Сколько денег, согласно отрывку, выделил Институт кристаллографии на ремонт домика в Тарусе?

▶ **Отрывок**
# # #
Читаем История жизни, история души. Том 2 полностью

Милый Рафаэль, спасибо за заботу о маминых делах. «Друг есть действие» — писала мама, и ещё: «Любовь есть действие». Если это так (а это именно так, а не иначе!), то друзей М<арины> Ц<ветае-вой> можно сосчитать на пальцах одной руки; да ещё и лишние останутся (пальцы). Два года я хлопотала перед Союзом писателей о домике-музее в Тарусе; Вы видели этот домик; на ремонт его была (на обществ<енных> началах) составлена смета - требовалось десять тысяч на всё про всё - столько приблизительно, во сколько Союзу обходится один - ну два - высокопоставленных банкета! Из этой суммы три тысячи выделил Институт... кристаллографии (т. к. в домике, после Цветаевых, жила семья Вульфа1 — кристаллографа); два года Союз писателей водил меня (и тарусский горисполком, и многих и многих ещё людей) за нос, не говоря ни да, ни нет, обнадёживая помаленьку, но лишь на словах, не выпуская из рук ни единой «бумажки», которая могла бы их к чему-нибудь обязать; в результате нынче в феврале дом попросту снесли; он совсем уже начал разваливаться -да и растаскивали его на дровишки. Поставила вопрос о его восстановлении (по чертежам); вопрос и ныне там; в начале летнего сезона на этом месте попросту возведут очередной санаторный корпус; всё это в письме выглядит довольно аккуратно; а я в это два года жизни вбила — зачем, спрашивается, кому это нужно?
# # #
▶ **Извлечённые данные**
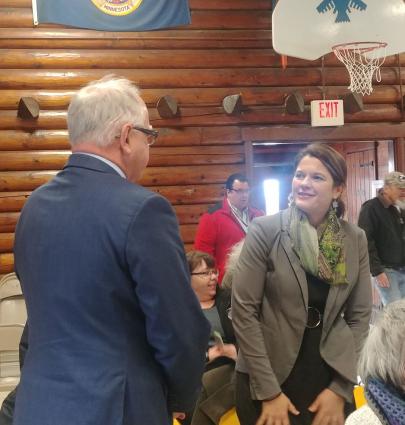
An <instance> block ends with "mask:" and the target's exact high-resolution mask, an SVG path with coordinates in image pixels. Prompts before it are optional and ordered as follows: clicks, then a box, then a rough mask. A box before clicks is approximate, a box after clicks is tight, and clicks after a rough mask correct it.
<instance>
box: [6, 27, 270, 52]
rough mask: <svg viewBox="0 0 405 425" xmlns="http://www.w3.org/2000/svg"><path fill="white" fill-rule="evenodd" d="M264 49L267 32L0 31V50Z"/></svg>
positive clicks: (36, 29) (265, 45)
mask: <svg viewBox="0 0 405 425" xmlns="http://www.w3.org/2000/svg"><path fill="white" fill-rule="evenodd" d="M168 46H173V47H175V48H176V49H204V48H205V49H207V48H209V49H225V48H244V49H254V48H264V49H265V48H268V47H269V46H271V31H269V30H210V31H202V30H190V29H184V30H168V31H164V30H163V31H145V32H115V33H114V32H112V33H111V32H106V31H91V30H81V29H73V28H54V29H44V28H6V29H2V28H0V48H5V49H21V48H32V49H34V48H37V49H47V48H48V49H51V48H58V49H77V48H80V49H110V50H111V49H167V48H168Z"/></svg>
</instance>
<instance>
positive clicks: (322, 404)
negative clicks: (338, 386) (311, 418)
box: [308, 388, 345, 425]
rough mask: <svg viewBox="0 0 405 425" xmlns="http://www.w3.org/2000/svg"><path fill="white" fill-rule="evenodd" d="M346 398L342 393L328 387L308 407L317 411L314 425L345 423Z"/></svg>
mask: <svg viewBox="0 0 405 425" xmlns="http://www.w3.org/2000/svg"><path fill="white" fill-rule="evenodd" d="M344 405H345V400H344V398H343V397H341V396H340V395H338V394H336V393H334V392H333V391H331V390H329V389H328V388H326V389H325V390H323V391H322V392H321V393H320V394H319V395H318V396H317V397H316V399H315V401H314V402H313V403H312V404H311V405H310V406H309V407H308V410H309V411H310V412H312V413H315V417H314V420H313V421H312V425H343V424H344V422H345V417H344V413H343V410H344Z"/></svg>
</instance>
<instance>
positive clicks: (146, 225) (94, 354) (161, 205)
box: [14, 154, 209, 425]
mask: <svg viewBox="0 0 405 425" xmlns="http://www.w3.org/2000/svg"><path fill="white" fill-rule="evenodd" d="M15 264H16V271H17V274H18V276H19V278H20V280H21V284H22V287H23V291H24V295H25V298H26V302H27V309H28V318H29V323H30V332H29V341H28V353H27V356H26V359H25V364H24V367H23V370H22V377H21V383H20V386H19V388H18V392H17V400H16V411H15V418H14V425H103V424H105V425H121V424H123V425H137V424H142V425H145V424H148V425H154V424H156V425H164V424H169V423H171V412H173V411H186V410H188V409H189V407H190V406H192V405H193V403H194V400H195V397H196V396H197V395H198V392H199V386H200V377H201V373H202V371H203V367H204V360H205V357H204V354H205V349H206V346H207V342H208V335H209V325H208V322H207V321H206V320H205V318H204V316H203V314H202V312H201V309H200V306H199V303H198V301H197V299H196V297H195V295H194V293H193V290H192V289H191V286H190V282H189V271H188V268H187V264H186V260H185V255H184V250H183V245H182V242H181V239H180V236H179V231H178V224H177V220H176V217H175V215H174V213H173V210H172V208H171V206H170V204H169V203H168V202H167V200H165V199H164V198H163V197H161V196H159V195H157V194H155V193H153V192H150V191H148V190H146V189H144V188H142V187H141V186H138V185H135V184H132V183H130V182H128V181H127V180H125V179H123V178H122V177H121V176H119V175H118V173H117V172H116V171H115V170H114V169H113V168H111V167H110V166H109V165H108V164H106V163H104V162H103V161H101V160H99V159H97V158H94V157H91V156H89V155H83V154H74V155H72V156H71V157H70V159H69V162H68V163H67V165H66V166H65V168H64V169H63V170H62V171H61V172H60V173H58V175H57V176H56V177H55V178H54V179H53V180H52V181H51V182H49V183H48V184H46V185H44V186H42V187H40V188H39V189H37V190H36V191H35V192H34V193H33V194H32V195H31V196H30V198H29V199H28V201H27V203H26V205H25V206H24V208H23V211H22V214H21V217H20V220H19V223H18V226H17V230H16V239H15ZM180 306H181V308H179V307H180Z"/></svg>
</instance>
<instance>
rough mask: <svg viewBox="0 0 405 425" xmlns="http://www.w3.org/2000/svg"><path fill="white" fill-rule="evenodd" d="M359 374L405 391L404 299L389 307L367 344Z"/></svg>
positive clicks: (404, 339) (375, 325)
mask: <svg viewBox="0 0 405 425" xmlns="http://www.w3.org/2000/svg"><path fill="white" fill-rule="evenodd" d="M359 373H360V376H361V378H362V379H363V381H364V382H365V383H367V381H368V380H369V379H371V378H373V379H379V380H380V381H382V382H384V383H389V384H391V385H392V386H394V387H395V388H397V389H399V390H400V391H402V392H404V391H405V299H401V300H399V301H395V302H393V303H390V304H388V305H387V306H386V307H385V308H384V310H383V311H382V312H381V313H380V316H379V317H378V318H377V321H376V323H375V325H374V326H372V328H371V330H370V333H369V336H368V338H367V340H366V342H365V344H364V347H363V351H362V353H361V356H360V361H359Z"/></svg>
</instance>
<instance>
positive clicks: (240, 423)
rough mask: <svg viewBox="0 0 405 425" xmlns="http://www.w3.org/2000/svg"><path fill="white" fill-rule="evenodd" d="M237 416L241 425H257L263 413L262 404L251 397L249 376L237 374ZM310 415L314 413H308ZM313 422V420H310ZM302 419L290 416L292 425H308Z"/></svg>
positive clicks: (236, 403)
# # #
▶ **Ответ на задание**
Три тысячи.